**EXTRAIT CHOISI:**
LA RÉGION BRUXELLES-CAPITALE NE DOIT PAS RATIFIER L’ACCORD DE COMMERCE UE-COLOMBIE-PÉROU-EQUATEUR

Inquiets de savoir que l’accord de commerce UE-Colombie, Pérou et Equateur revienne à l’agnda du gouvernement de la région de Bruxelles Capitales, une série d’associations, dont Intal ont envoyé une lettre au Ministre-Président Rudy Vervoort.

Monsieur le Ministre-Président Rudy Vervoort,

Selon les informations qui nous ont été transmises, le gouvernement de la Région Bruxelles-Capitale débattra, ce 9 février, de l’assentiment à l’Accord de commerce entre l’Union européenne (UE) et les pays andins (Pérou, Colombie et Equateur). Nous sommes étonnés de voir cette discussion relancée, au moment même où les autorités péruviennes répriment violement les mobilisations populaires dans le pays, au détriment des droits humains. Pour les organisations de la société civile bruxelloise, cet Accord ne peut être ratifié tant que des balises effectives de développement durable ne sont pas garanties. Les dix années de gel de la ratification n’auront eu aucun sens cette dernière n’est pas conditionnée à des avancées juridiquement contraignantes permettant à cet accord de correspondre aux balises de l’accord de gouvernement régional.

Avec l’entrée en vigueur du Traité de Lisbonne en 2009, les accords commerciaux de l’UE ont été assortis d’une nouvelle forme de conditionnalité par l’inclusion des chapitres sur le « commerce et le développement durable ». L’Accord UE-Colombie était l’un des premiers, après l’accord commercial entre l’UE et la Corée du Sud, à inclure ce type de chapitre sur « le commerce et le développement durable », qui contient des dispositions exigeant des parties qu’elles appliquent les normes internationales existantes en matière de droits humains, des travailleurs et de l’environnement. Dans cet Accord, le suivi et la mise en œuvre de ces clauses sociales et environnementales reposent sur des dispositions prévoyant la mise en place volontaire de structures institutionnelles entre les parties (les groupes consultatifs nationaux ou DAG) pour surveiller la mise en œuvre de ces clauses/normes avec la participation de la société civile, bien que disposant de pouvoirs limités.

**CONSIGNES:**
A. Recopiez, s'il vous plaît, le passage de l'extrait qui va de « Monsieur le Ministre-Président » à « de gouvernement régional. ».
B. Répondez à ces questions d'après l'extrait :
(i) En quelle année le Traité de Lisbonne est-il entré en vigueur ?
(ii) À quelle date le gouvernement de la Région Bruxelles-Capitale doit-il débattre de l'assentiment à l'accord ?
(iii) Combien d'années le gel de la ratification a-t-il duré ?
Basez-vous uniquement sur l'extrait.

**MATÉRIEL FOURNI:**
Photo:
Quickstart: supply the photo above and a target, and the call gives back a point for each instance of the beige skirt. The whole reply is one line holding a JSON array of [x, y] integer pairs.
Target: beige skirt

**CORRIGÉS:**
A.
Monsieur le Ministre-Président Rudy Vervoort,

Selon les informations qui nous ont été transmises, le gouvernement de la Région Bruxelles-Capitale débattra, ce 9 février, de l’assentiment à l’Accord de commerce entre l’Union européenne (UE) et les pays andins (Pérou, Colombie et Equateur). Nous sommes étonnés de voir cette discussion relancée, au moment même où les autorités péruviennes répriment violement les mobilisations populaires dans le pays, au détriment des droits humains. Pour les organisations de la société civile bruxelloise, cet Accord ne peut être ratifié tant que des balises effectives de développement durable ne sont pas garanties. Les dix années de gel de la ratification n’auront eu aucun sens cette dernière n’est pas conditionnée à des avancées juridiquement contraignantes permettant à cet accord de correspondre aux balises de l’accord de gouvernement régional.

B.
(i) En 2009.
(ii) Le 9 février.
(iii) Dix ans.